CONSIGNE À SUIVRE:
Extrayez mot pour mot du texte sur le scrutin secret le passage qui commence par « Le scrutin secret, dans » et se poursuit jusqu'à « adopter ses idées. ».

TEXTE DU DOCUMENT:
Plusieurs de nos confrères discutent vivement la question du scrutin ; le Canadien, le Courrier du Canada, le Courrier de Saint-Hyacinthe demandent l’abolition du système actuel et le rétablissement du vote de vive voix. Les feuilles libérales, au contraire, défendent le scrutin, bien qu’il vienne de jouer à leur parti un fort mauvais tour.

Le scrutin secret, dans notre pays du moins, est d’origine libérale, bien que ce soit un gouvernement conservateur qui l’a fait adopter. Il y a plusieurs autres réformes (?) que les libéraux ont prônées et que les conservateurs ont mises à exécution. C’est la preuve qu’il n’est pas toujours nécessaire d’être au pouvoir pour faire adopter ses idées.

Il y a des arguments en faveur du scrutin secret, mais il nous semble que les arguments contre ce système sont bien plus nombreux et puissants.

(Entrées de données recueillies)
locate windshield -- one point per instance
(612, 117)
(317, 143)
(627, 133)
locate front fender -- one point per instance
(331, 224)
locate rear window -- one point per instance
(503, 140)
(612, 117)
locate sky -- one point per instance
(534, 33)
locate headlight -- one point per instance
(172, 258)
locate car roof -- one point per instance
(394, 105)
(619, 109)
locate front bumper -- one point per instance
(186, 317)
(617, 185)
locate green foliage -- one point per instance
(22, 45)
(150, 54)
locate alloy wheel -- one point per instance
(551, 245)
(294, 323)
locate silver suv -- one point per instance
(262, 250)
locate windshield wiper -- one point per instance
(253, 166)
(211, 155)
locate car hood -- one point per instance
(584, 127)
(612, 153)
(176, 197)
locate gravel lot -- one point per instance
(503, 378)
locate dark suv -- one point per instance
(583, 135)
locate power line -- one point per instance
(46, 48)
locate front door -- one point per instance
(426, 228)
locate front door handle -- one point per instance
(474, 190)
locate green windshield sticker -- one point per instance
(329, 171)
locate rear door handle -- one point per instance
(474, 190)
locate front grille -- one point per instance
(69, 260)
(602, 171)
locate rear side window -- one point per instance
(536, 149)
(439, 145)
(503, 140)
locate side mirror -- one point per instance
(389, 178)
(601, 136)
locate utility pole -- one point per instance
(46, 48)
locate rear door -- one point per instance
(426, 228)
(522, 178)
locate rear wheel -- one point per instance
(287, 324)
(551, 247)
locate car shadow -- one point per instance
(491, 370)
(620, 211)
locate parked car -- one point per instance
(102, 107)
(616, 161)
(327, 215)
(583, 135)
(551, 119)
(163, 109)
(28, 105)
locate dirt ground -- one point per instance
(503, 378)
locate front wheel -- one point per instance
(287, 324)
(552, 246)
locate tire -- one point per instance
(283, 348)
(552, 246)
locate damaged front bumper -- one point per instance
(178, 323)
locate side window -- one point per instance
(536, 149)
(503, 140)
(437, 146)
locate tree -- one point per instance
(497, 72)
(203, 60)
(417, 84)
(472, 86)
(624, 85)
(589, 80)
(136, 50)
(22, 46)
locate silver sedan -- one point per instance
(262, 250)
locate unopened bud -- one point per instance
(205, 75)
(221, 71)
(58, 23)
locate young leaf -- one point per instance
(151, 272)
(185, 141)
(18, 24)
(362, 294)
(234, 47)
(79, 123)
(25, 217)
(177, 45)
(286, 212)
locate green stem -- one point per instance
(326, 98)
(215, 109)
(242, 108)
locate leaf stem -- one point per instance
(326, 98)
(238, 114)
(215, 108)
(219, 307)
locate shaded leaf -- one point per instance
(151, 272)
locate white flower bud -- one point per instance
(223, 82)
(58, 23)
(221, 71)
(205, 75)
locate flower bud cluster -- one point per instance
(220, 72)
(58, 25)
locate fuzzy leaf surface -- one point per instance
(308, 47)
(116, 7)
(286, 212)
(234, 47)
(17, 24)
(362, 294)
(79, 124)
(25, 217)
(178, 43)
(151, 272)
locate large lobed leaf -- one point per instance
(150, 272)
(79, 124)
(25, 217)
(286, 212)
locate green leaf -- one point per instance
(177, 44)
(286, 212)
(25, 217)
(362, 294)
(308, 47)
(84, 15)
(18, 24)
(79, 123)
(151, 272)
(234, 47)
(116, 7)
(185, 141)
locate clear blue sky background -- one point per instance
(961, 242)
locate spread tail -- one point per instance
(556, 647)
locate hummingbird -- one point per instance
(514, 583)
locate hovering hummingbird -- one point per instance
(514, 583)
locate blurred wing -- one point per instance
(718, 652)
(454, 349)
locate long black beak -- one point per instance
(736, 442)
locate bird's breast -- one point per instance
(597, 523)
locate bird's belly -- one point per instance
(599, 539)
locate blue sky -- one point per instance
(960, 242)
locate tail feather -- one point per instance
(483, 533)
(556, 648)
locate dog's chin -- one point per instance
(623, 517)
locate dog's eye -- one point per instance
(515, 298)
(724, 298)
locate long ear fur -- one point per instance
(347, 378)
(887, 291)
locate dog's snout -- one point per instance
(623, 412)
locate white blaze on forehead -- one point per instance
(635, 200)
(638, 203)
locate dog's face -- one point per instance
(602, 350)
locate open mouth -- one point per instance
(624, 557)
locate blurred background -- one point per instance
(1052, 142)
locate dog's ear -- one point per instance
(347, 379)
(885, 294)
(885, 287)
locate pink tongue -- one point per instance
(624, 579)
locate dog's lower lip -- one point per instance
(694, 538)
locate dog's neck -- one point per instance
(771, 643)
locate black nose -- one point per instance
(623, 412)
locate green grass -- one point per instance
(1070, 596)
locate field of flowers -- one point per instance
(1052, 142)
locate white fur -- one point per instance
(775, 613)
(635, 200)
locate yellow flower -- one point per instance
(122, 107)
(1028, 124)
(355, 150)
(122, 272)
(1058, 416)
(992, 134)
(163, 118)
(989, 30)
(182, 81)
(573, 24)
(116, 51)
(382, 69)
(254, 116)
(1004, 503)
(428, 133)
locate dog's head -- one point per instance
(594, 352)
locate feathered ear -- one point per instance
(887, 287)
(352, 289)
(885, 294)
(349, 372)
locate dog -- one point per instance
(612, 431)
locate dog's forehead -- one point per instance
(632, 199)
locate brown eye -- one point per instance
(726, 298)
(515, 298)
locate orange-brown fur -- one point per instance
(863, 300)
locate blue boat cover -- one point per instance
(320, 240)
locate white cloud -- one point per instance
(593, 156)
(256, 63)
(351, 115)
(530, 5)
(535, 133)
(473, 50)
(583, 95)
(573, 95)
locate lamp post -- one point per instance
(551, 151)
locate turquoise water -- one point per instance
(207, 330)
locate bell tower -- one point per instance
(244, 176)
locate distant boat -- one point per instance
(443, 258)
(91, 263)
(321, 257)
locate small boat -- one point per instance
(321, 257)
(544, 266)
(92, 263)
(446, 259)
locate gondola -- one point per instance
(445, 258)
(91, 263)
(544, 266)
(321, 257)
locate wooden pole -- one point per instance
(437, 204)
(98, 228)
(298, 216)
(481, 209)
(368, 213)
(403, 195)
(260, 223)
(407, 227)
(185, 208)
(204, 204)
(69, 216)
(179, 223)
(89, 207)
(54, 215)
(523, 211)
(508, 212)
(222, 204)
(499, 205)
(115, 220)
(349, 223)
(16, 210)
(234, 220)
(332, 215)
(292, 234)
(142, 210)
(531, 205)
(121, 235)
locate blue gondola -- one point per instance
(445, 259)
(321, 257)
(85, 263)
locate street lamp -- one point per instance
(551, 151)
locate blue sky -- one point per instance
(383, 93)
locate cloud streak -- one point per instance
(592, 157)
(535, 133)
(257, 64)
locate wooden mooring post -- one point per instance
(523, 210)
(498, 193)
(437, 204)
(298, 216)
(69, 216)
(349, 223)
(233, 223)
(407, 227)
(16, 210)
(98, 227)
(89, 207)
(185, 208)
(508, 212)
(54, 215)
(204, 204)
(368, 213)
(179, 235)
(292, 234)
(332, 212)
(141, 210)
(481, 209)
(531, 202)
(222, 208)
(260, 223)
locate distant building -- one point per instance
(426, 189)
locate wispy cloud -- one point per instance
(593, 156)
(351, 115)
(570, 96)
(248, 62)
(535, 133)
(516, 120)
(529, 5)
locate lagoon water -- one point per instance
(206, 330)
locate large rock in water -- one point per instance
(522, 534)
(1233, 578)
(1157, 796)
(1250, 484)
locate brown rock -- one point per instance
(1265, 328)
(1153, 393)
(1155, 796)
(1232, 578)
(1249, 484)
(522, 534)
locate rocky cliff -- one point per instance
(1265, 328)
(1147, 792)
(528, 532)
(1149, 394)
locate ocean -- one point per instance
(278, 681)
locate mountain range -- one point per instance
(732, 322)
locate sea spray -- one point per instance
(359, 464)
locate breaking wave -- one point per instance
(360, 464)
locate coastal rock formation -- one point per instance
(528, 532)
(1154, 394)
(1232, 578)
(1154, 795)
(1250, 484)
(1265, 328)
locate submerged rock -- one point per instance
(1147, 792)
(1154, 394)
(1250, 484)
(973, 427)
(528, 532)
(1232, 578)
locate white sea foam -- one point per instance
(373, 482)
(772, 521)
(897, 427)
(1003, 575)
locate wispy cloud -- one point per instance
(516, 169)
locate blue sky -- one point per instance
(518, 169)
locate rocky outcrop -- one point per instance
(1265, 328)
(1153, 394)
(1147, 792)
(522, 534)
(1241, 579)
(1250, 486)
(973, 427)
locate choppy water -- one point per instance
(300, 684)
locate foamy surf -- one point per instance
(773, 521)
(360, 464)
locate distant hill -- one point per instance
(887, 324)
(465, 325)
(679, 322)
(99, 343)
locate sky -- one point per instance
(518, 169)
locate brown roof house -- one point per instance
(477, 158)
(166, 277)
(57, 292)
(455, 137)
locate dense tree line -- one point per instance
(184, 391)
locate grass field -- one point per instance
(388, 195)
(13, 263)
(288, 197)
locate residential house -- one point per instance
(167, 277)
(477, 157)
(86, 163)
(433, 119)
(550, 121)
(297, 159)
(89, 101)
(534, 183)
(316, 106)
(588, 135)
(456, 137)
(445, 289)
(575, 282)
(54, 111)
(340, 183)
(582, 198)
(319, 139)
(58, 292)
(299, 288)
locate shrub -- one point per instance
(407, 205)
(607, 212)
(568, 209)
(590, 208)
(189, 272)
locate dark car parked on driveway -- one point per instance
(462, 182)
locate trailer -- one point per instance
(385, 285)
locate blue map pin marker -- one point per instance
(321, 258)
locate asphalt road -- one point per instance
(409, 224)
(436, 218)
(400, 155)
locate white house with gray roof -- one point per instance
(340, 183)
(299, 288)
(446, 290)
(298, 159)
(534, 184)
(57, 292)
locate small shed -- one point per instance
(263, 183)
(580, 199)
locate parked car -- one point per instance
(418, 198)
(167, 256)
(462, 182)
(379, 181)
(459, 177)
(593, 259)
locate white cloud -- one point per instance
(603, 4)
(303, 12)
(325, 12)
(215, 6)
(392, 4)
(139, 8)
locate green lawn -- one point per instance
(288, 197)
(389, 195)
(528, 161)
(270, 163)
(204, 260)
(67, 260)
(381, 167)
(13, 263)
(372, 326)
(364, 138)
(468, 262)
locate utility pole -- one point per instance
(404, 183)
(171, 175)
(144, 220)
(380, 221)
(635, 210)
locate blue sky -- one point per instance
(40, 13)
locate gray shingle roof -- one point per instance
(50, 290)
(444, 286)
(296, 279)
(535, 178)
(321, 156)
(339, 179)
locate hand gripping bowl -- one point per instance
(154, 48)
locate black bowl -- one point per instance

RÉPONSE:
Le scrutin secret, dans notre pays du moins, est d’origine libérale, bien que ce soit un gouvernement conservateur qui l’a fait adopter. Il y a plusieurs autres réformes (?) que les libéraux ont prônées et que les conservateurs ont mises à exécution. C’est la preuve qu’il n’est pas toujours nécessaire d’être au pouvoir pour faire adopter ses idées.